──────── RAW DATA
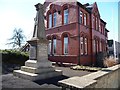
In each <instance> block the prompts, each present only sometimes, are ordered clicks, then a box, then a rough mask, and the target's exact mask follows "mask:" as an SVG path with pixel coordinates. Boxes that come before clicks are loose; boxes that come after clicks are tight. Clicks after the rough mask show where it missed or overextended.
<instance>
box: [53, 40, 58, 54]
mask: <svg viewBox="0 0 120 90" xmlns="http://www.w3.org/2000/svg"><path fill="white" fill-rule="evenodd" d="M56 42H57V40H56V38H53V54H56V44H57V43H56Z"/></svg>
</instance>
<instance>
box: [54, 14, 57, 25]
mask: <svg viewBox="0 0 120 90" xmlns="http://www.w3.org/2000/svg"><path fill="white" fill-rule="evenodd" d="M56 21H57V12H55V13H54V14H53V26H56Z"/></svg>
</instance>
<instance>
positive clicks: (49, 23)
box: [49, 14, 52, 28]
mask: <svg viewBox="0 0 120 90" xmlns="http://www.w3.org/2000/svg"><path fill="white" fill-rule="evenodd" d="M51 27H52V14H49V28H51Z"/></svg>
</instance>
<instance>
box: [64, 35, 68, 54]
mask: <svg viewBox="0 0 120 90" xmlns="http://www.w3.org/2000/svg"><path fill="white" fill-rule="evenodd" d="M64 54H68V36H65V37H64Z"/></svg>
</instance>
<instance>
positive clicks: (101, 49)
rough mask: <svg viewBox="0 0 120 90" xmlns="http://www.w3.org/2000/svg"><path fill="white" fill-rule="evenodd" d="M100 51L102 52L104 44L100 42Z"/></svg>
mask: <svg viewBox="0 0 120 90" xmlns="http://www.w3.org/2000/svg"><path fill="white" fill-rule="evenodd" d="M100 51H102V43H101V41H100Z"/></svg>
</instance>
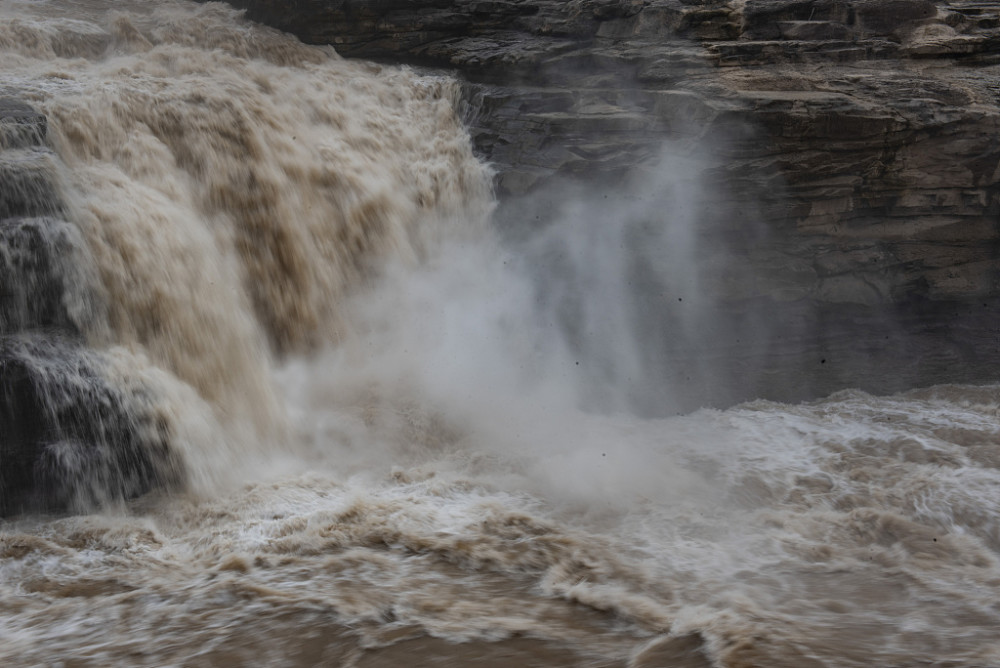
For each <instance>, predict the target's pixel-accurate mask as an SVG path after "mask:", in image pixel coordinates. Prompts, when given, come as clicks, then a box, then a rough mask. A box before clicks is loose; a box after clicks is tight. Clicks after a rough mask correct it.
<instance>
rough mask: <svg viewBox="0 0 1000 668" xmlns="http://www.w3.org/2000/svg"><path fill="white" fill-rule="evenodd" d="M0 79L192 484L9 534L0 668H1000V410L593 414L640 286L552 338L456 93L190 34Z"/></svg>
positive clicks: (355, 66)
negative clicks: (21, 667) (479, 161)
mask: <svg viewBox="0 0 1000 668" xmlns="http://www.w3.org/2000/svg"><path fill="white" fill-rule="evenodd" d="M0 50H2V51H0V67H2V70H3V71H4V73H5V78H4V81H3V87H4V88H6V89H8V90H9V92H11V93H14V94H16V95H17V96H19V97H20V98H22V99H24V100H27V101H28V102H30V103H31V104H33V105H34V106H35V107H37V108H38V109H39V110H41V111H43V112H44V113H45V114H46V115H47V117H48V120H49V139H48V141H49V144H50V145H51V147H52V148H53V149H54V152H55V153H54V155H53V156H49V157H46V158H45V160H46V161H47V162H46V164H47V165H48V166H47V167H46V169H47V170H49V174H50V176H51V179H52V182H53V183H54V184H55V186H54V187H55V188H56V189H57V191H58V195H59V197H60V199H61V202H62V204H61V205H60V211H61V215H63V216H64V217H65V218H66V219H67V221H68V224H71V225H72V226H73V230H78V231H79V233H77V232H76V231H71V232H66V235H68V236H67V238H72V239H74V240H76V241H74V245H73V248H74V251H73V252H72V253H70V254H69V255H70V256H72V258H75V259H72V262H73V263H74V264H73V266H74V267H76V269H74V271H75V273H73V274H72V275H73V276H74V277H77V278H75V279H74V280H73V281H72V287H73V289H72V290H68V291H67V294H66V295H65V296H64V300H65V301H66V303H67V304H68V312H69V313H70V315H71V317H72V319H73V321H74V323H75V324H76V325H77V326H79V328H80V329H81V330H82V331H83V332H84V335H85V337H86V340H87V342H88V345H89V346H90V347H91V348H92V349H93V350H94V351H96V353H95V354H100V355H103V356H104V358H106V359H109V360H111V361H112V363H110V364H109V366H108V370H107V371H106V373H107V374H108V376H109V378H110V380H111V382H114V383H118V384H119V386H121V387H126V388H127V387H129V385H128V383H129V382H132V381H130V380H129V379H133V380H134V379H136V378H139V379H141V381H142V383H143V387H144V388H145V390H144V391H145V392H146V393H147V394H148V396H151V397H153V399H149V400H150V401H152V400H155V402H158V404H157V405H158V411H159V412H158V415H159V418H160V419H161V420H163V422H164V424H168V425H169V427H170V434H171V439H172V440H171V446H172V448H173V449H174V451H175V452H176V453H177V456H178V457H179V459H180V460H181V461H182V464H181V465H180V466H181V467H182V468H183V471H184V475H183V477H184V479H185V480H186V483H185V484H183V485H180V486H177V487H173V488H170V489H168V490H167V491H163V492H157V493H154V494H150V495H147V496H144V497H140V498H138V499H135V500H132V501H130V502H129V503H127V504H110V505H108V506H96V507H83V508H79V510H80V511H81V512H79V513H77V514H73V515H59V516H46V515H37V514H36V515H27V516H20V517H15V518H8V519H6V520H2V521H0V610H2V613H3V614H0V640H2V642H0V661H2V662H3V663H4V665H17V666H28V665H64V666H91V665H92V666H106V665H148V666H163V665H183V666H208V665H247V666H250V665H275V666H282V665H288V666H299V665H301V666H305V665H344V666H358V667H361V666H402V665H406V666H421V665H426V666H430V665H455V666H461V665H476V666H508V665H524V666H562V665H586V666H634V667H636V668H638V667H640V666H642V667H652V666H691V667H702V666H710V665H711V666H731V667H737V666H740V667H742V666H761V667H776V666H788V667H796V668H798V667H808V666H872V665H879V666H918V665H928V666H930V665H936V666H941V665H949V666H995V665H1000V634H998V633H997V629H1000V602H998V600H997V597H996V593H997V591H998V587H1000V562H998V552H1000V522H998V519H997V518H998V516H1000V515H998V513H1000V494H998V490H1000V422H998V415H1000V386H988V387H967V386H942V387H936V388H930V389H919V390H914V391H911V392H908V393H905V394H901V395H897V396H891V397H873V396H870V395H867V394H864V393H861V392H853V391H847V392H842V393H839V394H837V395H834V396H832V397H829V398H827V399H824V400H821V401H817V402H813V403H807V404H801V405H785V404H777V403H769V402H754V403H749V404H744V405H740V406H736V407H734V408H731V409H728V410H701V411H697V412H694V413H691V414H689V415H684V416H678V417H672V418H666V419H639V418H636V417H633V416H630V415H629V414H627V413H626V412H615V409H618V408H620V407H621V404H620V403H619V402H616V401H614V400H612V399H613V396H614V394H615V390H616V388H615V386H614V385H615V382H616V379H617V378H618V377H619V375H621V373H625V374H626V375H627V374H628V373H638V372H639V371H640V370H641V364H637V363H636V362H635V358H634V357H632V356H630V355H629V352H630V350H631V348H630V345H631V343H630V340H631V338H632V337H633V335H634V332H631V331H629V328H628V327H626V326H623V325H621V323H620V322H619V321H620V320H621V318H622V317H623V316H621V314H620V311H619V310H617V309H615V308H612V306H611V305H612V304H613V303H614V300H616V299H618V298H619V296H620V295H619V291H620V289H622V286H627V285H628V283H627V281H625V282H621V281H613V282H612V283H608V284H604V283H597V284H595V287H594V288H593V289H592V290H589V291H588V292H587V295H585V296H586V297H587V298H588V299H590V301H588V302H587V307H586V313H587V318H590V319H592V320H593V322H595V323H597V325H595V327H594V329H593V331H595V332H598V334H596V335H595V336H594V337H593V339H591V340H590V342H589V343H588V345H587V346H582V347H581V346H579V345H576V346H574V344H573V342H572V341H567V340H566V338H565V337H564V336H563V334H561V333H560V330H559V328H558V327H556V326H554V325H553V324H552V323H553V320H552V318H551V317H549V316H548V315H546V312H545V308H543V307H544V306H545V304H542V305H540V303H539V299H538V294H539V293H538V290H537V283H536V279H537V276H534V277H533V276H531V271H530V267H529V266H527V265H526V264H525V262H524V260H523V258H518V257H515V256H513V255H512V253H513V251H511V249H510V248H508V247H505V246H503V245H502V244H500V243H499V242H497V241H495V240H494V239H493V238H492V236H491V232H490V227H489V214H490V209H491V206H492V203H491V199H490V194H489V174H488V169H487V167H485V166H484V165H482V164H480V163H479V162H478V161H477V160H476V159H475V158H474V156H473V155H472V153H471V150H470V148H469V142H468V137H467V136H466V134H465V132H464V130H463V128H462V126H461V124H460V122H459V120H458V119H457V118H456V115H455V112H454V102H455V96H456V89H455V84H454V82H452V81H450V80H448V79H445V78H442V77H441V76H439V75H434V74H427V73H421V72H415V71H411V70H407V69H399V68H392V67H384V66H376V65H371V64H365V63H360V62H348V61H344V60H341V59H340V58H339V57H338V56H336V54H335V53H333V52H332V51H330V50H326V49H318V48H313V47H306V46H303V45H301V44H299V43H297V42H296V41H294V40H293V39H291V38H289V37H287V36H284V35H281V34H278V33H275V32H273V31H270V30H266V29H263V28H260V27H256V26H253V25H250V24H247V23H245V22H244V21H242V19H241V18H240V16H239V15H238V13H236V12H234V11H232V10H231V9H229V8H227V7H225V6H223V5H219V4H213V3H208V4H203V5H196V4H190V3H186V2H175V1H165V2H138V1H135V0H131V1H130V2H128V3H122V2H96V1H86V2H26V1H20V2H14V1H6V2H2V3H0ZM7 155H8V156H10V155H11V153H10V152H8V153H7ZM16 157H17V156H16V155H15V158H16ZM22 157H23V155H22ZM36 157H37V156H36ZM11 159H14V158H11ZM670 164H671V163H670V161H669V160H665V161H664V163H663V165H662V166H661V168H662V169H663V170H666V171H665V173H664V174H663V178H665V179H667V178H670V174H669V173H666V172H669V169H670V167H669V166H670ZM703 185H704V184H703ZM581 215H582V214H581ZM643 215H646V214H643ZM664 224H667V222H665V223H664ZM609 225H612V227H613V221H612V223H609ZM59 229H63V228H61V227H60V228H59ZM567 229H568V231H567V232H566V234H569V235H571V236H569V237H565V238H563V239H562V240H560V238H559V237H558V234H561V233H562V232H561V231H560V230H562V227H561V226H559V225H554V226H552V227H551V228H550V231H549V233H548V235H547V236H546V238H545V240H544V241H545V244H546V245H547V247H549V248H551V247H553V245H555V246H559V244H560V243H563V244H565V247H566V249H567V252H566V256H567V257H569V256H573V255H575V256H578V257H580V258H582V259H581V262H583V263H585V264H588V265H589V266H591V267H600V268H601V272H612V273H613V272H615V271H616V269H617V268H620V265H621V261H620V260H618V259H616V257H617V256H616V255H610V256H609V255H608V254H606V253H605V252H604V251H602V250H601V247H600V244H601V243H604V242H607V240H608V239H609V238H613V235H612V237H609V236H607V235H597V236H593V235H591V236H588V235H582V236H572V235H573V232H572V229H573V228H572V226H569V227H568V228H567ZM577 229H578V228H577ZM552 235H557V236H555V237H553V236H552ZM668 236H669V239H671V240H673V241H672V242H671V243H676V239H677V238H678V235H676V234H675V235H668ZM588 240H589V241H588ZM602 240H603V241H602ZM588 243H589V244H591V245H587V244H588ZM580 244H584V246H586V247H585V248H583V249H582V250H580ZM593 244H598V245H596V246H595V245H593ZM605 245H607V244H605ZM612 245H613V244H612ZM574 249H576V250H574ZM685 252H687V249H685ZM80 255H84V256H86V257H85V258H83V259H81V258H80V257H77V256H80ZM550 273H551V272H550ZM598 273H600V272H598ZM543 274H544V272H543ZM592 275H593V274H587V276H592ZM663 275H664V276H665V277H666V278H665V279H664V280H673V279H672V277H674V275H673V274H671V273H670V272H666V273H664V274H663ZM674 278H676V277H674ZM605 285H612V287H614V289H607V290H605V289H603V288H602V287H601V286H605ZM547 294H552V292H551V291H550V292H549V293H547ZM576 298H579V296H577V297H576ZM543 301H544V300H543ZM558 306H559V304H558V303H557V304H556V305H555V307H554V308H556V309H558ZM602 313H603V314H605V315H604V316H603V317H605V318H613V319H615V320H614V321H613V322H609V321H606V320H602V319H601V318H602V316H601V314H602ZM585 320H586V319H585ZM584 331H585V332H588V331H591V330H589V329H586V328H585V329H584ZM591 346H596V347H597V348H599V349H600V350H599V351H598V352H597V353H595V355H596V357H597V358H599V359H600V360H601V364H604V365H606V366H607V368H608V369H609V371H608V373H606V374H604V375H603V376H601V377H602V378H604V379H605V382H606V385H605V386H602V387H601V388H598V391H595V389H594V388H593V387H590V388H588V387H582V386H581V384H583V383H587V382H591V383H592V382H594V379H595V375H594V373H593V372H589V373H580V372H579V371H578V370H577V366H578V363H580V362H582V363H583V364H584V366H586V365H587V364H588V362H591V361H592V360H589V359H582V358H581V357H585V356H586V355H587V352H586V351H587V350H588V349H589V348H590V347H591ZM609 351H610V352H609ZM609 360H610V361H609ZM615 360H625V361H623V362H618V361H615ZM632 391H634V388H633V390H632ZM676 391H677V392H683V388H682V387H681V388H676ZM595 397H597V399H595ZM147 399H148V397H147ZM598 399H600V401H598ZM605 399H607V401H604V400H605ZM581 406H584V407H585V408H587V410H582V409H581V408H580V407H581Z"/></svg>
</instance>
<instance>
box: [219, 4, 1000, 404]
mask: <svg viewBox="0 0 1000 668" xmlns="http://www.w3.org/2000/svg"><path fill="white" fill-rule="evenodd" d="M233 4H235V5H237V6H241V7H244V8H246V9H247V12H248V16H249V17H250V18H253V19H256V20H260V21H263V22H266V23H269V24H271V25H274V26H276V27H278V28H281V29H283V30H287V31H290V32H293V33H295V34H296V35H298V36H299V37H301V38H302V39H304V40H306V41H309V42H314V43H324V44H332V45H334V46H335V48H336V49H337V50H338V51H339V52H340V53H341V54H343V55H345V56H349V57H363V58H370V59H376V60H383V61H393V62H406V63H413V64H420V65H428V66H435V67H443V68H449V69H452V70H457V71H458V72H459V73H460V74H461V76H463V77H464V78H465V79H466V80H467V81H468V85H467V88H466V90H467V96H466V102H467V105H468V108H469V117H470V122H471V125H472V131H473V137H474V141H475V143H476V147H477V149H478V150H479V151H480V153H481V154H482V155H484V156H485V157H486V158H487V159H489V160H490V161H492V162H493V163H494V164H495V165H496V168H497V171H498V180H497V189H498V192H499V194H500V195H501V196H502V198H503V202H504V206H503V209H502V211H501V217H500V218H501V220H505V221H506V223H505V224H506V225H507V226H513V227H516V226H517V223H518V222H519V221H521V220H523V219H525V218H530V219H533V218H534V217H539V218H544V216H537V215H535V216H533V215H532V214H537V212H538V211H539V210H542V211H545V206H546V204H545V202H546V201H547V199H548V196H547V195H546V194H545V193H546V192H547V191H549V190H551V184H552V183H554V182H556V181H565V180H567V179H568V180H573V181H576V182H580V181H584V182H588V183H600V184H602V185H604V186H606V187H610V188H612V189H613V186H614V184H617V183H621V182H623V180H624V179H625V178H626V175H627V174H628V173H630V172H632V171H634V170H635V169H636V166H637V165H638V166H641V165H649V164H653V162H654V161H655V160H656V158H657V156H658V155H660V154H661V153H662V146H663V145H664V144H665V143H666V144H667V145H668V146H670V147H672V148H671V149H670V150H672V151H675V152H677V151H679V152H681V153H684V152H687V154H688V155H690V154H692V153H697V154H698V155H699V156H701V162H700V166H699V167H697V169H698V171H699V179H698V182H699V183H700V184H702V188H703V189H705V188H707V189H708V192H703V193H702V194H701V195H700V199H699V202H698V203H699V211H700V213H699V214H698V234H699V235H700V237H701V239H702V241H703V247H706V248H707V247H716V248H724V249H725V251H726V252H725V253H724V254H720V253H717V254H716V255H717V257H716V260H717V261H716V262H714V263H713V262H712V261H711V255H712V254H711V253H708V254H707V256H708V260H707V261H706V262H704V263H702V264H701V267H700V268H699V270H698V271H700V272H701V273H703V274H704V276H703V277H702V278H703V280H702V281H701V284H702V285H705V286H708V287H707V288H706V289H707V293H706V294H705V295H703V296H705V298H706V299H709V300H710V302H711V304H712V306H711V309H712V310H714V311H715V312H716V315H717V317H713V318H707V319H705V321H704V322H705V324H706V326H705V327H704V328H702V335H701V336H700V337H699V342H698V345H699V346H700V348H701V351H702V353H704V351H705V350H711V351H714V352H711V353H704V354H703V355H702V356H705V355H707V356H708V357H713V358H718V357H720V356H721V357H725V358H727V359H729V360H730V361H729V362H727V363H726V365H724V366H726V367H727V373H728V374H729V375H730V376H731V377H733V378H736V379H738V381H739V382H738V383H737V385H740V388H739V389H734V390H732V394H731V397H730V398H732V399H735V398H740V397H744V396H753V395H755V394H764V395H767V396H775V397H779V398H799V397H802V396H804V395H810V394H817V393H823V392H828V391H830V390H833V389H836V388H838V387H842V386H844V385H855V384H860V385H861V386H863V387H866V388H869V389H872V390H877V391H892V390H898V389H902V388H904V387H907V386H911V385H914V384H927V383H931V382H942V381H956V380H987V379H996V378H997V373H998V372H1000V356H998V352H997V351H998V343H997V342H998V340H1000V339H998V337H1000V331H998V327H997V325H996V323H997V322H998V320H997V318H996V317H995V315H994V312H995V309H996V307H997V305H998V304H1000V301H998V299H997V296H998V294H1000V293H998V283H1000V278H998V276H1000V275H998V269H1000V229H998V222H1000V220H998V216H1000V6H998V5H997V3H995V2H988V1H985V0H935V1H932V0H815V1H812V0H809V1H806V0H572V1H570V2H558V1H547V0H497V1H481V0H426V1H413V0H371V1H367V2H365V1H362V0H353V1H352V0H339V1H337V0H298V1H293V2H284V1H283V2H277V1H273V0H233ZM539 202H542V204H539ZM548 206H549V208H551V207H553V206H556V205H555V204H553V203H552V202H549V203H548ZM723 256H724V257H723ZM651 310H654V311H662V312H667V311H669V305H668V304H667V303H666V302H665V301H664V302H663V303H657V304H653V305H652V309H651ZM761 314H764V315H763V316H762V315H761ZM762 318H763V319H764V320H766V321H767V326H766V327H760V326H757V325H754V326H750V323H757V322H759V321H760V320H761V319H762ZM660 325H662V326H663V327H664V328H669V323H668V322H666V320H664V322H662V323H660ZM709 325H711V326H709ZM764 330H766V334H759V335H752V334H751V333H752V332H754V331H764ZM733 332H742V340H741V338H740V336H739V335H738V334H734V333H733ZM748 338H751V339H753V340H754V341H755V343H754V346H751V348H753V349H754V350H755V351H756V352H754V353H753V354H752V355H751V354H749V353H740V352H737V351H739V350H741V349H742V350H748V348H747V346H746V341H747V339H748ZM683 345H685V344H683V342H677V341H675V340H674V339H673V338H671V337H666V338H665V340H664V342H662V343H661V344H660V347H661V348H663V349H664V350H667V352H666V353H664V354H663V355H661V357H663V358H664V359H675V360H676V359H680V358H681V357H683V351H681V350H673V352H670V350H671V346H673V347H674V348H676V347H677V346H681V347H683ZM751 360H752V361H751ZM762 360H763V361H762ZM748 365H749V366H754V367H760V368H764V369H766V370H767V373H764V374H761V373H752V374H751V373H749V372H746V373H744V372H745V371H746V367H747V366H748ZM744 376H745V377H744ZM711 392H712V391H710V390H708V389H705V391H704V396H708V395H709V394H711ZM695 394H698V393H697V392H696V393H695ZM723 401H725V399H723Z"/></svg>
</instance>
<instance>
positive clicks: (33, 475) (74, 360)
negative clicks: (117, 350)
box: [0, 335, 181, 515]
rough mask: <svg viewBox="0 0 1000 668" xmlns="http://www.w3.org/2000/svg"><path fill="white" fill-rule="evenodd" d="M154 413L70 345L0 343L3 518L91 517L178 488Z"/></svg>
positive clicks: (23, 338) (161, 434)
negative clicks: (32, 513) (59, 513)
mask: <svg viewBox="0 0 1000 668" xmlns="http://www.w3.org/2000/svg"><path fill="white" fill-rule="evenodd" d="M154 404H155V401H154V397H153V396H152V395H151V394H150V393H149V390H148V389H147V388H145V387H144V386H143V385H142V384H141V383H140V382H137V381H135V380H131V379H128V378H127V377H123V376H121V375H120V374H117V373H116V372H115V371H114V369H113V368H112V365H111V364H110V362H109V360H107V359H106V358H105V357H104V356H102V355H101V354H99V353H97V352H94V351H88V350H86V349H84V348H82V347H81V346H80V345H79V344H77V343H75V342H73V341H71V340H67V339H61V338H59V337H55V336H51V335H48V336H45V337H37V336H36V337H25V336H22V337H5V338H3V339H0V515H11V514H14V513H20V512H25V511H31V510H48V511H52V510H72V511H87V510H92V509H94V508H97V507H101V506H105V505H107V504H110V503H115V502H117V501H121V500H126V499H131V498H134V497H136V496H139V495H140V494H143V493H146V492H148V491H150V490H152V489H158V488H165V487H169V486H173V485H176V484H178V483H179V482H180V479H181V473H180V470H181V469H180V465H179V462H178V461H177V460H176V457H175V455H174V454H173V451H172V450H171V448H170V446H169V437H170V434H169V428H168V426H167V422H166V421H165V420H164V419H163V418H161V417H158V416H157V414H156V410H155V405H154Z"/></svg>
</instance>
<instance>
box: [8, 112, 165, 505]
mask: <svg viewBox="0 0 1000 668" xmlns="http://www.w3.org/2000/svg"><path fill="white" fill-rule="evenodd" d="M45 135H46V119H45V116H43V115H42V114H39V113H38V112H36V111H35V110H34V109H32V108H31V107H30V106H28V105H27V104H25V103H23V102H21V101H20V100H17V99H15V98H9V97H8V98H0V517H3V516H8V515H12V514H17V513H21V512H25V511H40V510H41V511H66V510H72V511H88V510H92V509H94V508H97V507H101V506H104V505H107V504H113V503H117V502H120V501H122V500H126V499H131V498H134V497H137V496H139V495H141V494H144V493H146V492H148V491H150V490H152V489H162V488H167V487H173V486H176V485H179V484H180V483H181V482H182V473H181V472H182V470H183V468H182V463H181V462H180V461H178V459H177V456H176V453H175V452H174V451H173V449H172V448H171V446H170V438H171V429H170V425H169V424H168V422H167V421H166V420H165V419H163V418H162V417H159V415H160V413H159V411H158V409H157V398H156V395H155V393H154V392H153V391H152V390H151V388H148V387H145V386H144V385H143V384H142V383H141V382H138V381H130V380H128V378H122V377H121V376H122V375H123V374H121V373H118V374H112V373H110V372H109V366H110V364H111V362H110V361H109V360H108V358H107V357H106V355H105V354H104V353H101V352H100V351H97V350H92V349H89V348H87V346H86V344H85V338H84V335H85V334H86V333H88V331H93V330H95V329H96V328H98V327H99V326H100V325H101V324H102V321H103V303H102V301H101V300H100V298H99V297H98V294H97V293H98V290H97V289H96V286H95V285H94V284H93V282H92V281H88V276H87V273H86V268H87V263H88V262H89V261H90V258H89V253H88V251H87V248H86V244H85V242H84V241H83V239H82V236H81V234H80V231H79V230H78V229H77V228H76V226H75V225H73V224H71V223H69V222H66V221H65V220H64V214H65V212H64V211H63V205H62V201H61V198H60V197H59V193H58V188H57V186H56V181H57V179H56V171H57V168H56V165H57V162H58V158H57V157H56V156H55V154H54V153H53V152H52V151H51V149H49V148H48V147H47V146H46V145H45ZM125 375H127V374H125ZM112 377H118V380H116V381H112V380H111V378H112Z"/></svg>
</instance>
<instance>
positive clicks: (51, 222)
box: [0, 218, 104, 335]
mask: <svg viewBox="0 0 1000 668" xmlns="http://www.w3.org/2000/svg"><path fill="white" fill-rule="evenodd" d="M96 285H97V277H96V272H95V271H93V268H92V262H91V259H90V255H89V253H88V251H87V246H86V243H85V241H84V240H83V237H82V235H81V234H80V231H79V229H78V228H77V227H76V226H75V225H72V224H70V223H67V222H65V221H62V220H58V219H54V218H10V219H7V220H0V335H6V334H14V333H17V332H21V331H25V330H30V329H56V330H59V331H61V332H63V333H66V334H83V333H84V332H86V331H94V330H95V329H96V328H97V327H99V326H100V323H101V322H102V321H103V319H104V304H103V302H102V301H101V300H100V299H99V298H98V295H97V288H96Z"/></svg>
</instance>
────────────────
(AIM OF THE EXERCISE): Could you reproduce word for word the part of the rows that opens with the line containing "For each <instance>, predict" and closes with the line containing "negative clicks: (21, 667) (479, 161)", both of those lines included?

(EXERCISE ANSWER):
For each <instance>, predict the target's pixel-accurate mask as an SVG path after "mask:", in image pixel coordinates. Prompts, when given, come as clicks, then a box, then a rough mask. A box before clicks is loose; a box after clicks is tight. Clicks after a rough mask correct it.
<instance>
rough mask: <svg viewBox="0 0 1000 668" xmlns="http://www.w3.org/2000/svg"><path fill="white" fill-rule="evenodd" d="M0 79L192 484L9 534L0 668H1000V410L593 414L640 286L552 338L456 93L190 34Z"/></svg>
positive clicks: (355, 66)
negative clicks: (21, 667) (479, 161)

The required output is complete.